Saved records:
= = = = =

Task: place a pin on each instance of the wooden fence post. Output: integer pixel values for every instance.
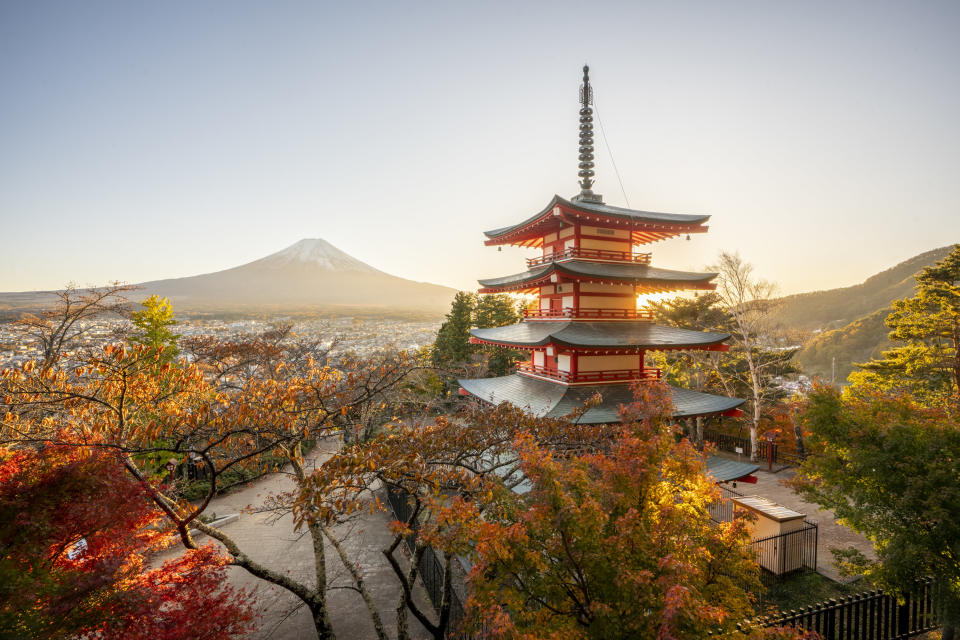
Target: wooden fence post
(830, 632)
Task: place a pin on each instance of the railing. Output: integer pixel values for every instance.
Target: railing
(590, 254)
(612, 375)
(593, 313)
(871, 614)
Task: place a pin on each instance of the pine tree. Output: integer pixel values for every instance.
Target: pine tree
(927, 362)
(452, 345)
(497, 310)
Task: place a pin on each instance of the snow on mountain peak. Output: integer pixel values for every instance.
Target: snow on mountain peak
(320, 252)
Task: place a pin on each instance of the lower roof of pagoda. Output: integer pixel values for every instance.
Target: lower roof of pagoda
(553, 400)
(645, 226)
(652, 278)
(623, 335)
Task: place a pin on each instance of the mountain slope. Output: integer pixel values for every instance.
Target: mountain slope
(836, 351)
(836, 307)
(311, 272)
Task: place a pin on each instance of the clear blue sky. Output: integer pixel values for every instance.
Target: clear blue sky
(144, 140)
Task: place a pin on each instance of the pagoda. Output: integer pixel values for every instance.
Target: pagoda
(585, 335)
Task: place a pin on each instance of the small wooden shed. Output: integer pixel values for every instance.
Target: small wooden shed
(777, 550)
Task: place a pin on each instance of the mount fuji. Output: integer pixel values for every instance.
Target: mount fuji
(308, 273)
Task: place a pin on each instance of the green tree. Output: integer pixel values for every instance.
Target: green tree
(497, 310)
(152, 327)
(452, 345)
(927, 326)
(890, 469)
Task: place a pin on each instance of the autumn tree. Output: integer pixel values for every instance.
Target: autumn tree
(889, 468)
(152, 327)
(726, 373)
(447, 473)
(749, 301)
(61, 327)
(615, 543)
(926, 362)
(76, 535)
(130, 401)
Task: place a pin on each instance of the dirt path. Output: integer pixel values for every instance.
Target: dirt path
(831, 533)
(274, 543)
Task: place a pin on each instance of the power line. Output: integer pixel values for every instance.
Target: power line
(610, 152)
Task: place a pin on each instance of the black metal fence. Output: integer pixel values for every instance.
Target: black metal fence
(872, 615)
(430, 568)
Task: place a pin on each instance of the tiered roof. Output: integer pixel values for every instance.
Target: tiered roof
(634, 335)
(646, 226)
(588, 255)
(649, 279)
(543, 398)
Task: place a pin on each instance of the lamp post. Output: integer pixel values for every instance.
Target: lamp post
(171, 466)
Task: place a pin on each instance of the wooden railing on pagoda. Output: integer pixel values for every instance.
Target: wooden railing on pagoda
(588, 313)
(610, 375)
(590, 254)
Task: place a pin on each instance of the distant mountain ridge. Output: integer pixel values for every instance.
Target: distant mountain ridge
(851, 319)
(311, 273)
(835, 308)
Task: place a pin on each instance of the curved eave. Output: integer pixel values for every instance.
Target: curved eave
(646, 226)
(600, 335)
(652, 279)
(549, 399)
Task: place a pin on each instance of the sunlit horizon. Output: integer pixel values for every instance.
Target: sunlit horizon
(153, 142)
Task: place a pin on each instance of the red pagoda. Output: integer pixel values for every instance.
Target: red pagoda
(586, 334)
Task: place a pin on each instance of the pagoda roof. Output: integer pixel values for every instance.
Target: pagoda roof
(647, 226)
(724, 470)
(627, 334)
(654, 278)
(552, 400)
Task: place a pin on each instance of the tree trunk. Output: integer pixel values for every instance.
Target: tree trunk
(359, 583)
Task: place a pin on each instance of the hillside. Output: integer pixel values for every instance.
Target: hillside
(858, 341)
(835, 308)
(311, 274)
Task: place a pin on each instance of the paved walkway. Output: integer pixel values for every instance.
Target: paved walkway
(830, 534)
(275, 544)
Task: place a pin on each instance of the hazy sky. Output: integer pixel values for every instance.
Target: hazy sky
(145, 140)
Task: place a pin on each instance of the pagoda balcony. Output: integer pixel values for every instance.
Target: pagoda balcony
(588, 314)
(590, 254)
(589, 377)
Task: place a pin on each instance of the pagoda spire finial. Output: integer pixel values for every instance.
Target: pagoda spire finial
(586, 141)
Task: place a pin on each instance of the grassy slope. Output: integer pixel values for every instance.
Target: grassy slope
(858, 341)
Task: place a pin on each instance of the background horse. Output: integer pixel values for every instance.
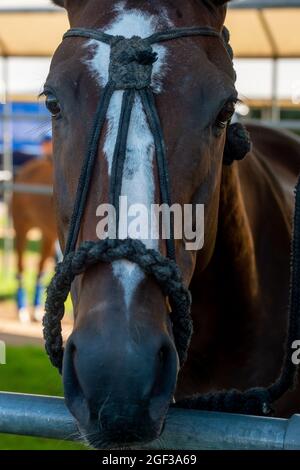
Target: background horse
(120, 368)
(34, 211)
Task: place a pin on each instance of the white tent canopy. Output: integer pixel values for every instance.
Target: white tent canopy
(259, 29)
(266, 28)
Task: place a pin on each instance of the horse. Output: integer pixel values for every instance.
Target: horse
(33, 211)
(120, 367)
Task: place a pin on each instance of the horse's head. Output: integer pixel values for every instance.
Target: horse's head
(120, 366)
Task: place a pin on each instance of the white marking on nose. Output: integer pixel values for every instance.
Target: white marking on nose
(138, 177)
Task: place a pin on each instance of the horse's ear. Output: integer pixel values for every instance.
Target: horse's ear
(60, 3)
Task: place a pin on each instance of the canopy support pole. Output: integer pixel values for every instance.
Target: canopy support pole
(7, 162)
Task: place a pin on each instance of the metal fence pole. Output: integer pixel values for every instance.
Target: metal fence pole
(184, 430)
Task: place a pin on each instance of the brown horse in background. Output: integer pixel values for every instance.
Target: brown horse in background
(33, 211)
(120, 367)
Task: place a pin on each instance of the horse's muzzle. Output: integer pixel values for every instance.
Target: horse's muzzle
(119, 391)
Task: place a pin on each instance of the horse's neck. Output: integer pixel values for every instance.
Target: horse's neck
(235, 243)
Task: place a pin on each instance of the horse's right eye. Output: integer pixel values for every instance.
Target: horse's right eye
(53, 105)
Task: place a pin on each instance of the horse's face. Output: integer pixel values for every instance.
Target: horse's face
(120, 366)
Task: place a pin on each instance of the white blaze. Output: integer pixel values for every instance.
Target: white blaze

= = = = =

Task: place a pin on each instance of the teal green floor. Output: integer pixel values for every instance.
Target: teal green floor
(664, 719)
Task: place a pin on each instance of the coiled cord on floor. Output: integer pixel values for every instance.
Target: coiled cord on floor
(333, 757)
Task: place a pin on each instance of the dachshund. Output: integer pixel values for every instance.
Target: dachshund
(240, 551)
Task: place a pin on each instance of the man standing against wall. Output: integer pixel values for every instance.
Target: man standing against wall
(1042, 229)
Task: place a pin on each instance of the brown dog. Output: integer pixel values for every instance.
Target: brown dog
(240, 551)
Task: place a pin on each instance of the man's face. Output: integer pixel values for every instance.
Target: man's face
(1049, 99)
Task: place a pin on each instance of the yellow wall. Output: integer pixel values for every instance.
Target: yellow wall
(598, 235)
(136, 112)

= = = = =

> **Task statement**
Gather every line of the records that contains the word "tiered", matching uppercase and lowercase exactly.

> **Answer to the exercise**
Task: place a pin on each instance of the tiered roof. Output: integer pixel values for every instance.
Target: tiered roof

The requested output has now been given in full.